■ EXERCISE PROMPT
Print each of the rows below verbatim, preserving every line and its line breaks.
:: SOURCE RECORDS ::
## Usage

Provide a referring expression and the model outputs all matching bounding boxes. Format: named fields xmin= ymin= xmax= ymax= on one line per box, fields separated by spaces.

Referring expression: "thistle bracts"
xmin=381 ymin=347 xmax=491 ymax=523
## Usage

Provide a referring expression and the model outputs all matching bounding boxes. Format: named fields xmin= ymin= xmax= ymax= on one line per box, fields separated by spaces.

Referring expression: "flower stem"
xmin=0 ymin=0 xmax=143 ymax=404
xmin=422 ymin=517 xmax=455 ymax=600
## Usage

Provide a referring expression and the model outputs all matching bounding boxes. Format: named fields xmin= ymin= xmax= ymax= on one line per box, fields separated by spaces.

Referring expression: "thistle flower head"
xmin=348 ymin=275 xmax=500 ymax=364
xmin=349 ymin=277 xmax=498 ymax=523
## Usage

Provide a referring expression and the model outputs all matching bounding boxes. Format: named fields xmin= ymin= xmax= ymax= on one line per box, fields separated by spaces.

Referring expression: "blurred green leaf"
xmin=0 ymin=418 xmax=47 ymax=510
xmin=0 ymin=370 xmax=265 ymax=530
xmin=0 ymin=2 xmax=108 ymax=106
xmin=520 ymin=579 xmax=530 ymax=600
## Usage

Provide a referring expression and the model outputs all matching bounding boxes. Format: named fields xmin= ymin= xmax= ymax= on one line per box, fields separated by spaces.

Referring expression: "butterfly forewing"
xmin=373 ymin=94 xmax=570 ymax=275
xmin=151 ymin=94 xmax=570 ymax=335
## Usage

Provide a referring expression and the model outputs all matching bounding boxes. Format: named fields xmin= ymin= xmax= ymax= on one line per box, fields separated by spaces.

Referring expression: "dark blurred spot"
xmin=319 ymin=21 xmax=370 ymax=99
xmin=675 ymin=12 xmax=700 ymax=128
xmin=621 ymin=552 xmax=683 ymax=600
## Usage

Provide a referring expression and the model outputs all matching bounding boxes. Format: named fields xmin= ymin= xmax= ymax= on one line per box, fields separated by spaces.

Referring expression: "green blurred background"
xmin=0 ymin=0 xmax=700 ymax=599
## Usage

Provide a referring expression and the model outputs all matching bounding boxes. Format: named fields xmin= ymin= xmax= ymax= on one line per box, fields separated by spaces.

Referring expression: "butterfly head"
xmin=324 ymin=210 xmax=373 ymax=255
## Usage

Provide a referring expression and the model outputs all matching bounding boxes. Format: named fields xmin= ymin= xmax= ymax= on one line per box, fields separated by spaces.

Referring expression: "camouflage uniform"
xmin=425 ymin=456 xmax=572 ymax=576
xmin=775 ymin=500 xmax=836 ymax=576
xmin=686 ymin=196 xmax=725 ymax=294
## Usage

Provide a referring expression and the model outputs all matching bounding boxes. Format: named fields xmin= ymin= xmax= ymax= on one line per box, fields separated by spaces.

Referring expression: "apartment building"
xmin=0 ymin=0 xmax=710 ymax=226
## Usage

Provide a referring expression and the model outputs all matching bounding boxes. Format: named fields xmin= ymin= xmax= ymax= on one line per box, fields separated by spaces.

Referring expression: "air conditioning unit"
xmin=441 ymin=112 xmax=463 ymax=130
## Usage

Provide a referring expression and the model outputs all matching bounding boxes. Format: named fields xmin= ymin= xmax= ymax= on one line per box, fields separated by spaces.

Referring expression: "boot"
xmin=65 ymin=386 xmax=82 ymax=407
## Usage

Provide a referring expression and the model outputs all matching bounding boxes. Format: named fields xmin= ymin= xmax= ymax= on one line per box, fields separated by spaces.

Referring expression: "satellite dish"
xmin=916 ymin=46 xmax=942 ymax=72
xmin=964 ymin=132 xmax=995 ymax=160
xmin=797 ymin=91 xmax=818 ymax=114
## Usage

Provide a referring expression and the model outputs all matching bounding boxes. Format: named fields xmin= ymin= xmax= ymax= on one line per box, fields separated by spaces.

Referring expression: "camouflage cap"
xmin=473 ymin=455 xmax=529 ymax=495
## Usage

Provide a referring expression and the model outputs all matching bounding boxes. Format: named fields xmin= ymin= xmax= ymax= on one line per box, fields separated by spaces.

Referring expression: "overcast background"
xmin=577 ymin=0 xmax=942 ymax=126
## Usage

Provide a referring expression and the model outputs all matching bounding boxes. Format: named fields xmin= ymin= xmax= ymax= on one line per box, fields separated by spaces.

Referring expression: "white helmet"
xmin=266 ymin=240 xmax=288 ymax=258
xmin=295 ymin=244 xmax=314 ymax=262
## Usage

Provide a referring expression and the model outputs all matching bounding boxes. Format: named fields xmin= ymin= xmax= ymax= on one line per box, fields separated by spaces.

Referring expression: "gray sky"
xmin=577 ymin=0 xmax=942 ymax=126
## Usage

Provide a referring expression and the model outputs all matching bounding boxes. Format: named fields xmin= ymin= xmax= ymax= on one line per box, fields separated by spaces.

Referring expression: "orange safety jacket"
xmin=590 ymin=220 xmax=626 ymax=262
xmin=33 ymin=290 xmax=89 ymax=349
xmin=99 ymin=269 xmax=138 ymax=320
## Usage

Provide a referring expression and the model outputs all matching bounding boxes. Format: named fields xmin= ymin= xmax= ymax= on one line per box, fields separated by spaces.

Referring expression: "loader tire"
:::
■ FULL ANSWER
## Usage

Provide a referring expression and the model outputs all matching bounding boxes. Format: named fields xmin= ymin= xmax= ymax= on one line per box, fields separated by spaces.

Referring expression: "thistle bracts"
xmin=381 ymin=347 xmax=491 ymax=523
## Usage

Provide a referring expression and the model outputs all matching bounding boxes. Format: named fields xmin= ymin= xmax= ymax= on one line per box, fields separated by spaces.

Referring expression: "flower stem"
xmin=0 ymin=0 xmax=143 ymax=404
xmin=422 ymin=517 xmax=455 ymax=600
## Usage

Provide a referring expression and the model outputs all matching bounding boxes. Format: named fields xmin= ymin= xmax= ymax= on one line per box, fields separated by spaces.

Referring expression: "thistle flower head"
xmin=348 ymin=275 xmax=500 ymax=364
xmin=349 ymin=277 xmax=498 ymax=523
## Usage

Provide a referring expression and the model outputs all matching bounding boxes. Format: named fields xmin= ymin= xmax= ymax= on one line per box, fields separated by spaces.

Referring expression: "blurred green leaf"
xmin=0 ymin=418 xmax=47 ymax=510
xmin=0 ymin=370 xmax=265 ymax=530
xmin=0 ymin=2 xmax=108 ymax=106
xmin=520 ymin=579 xmax=530 ymax=600
## Usage

Provide a referring expression and the model outputs all matching bounding boxes. Format: named fields xmin= ymin= xmax= ymax= on one line per box, fields separated by spaces.

Referring expression: "butterfly forewing"
xmin=373 ymin=94 xmax=570 ymax=275
xmin=151 ymin=94 xmax=570 ymax=335
## Usage

Provide a referring expression and the model outputs all matching bounding boxes. Format: named fields xmin= ymin= xmax= ymax= on one line per box, fields separated by spaces.

Referring expression: "dark blurred spot"
xmin=319 ymin=21 xmax=370 ymax=99
xmin=675 ymin=12 xmax=700 ymax=128
xmin=621 ymin=552 xmax=683 ymax=600
## Usage

Provide a referring expression and the model outputs all matching bounding boxes. Format: named fields xmin= ymin= xmax= ymax= on one line per box, fields separated by spaces.

Referring expression: "green blurred background"
xmin=0 ymin=0 xmax=700 ymax=599
## Usage

Provide a referring expression and the model outputs all matching bounding boxes. Format: named fields xmin= ymin= xmax= ymax= on one line per box, fields separated by spaces.

Referring expression: "butterfly head"
xmin=324 ymin=210 xmax=373 ymax=255
## Usage

Provide a referring expression and the model outputs all matching bounding boxes. Format: named fields xmin= ymin= xmax= ymax= on one line per box, fields separated by spaces.

Referring expression: "camouflage uniform"
xmin=425 ymin=456 xmax=572 ymax=576
xmin=775 ymin=500 xmax=836 ymax=576
xmin=686 ymin=196 xmax=725 ymax=294
## Usage

Provide a referring expression and the model outputs all matching bounding boxes. Format: named fields xmin= ymin= xmax= ymax= on one line per box, fields separated by spaces.

Referring expression: "apartment building"
xmin=0 ymin=0 xmax=710 ymax=226
## Usage

Provide a referring expression and the model outputs all matching bounding boxes. Format: named fields xmin= ymin= xmax= ymax= on one line per box, fields separated by spaces.

Referring expression: "air conditioning unit"
xmin=441 ymin=112 xmax=463 ymax=130
## Usage

Provide a referring expression and the model outputs all matching bounding boxes. Format: named fields xmin= ymin= xmax= ymax= on one line per box, fields separated by spaces.

Referring expression: "boot"
xmin=65 ymin=386 xmax=82 ymax=407
## Usage

Provide a referring expression and the model outputs all matching bounding boxes. Format: named fields xmin= ymin= xmax= ymax= on one line per box, fields separated by spaces.

Referring expression: "satellite dish"
xmin=916 ymin=46 xmax=942 ymax=72
xmin=964 ymin=132 xmax=995 ymax=160
xmin=797 ymin=91 xmax=818 ymax=114
## Usage

Provide a referring expression and the model outputs all matching bounding boxes. Format: named fields xmin= ymin= xmax= ymax= on one line per box, fields separated by spaces.

Referring expression: "camouflage cap"
xmin=473 ymin=455 xmax=529 ymax=495
## Usage

Provide a referring expression and the model outputs all matching bounding boxes. Format: named fields xmin= ymin= xmax= ymax= on one line per box, fields separated by spaces.

Referring expression: "overcast background"
xmin=577 ymin=0 xmax=942 ymax=126
## Usage

Provide a referring expression and the model outputs all matching bounding boxes. Format: named fields xmin= ymin= xmax= ymax= on one line per box, fields separated by spaces.

Referring expression: "white helmet"
xmin=266 ymin=240 xmax=288 ymax=258
xmin=295 ymin=244 xmax=314 ymax=262
## Usage

Provide a referring expression and the model outputs all matching bounding boxes. Format: named fields xmin= ymin= xmax= ymax= on one line per box, fields separated by spaces.

Referring expression: "gray sky"
xmin=577 ymin=0 xmax=942 ymax=126
## Usage

Provide a referring expression and the model outputs all matching bounding boxes. Format: named fields xmin= ymin= xmax= ymax= on one line per box, fields separated by spaces.

Referring expression: "orange safety jacket"
xmin=590 ymin=220 xmax=626 ymax=262
xmin=33 ymin=290 xmax=89 ymax=349
xmin=99 ymin=269 xmax=138 ymax=320
## Usage

Provide a referring expression and the model outputs all matching bounding boxes. Format: named fields xmin= ymin= xmax= ymax= on one line per box, fields separated by spaces.

Referring expression: "loader tire"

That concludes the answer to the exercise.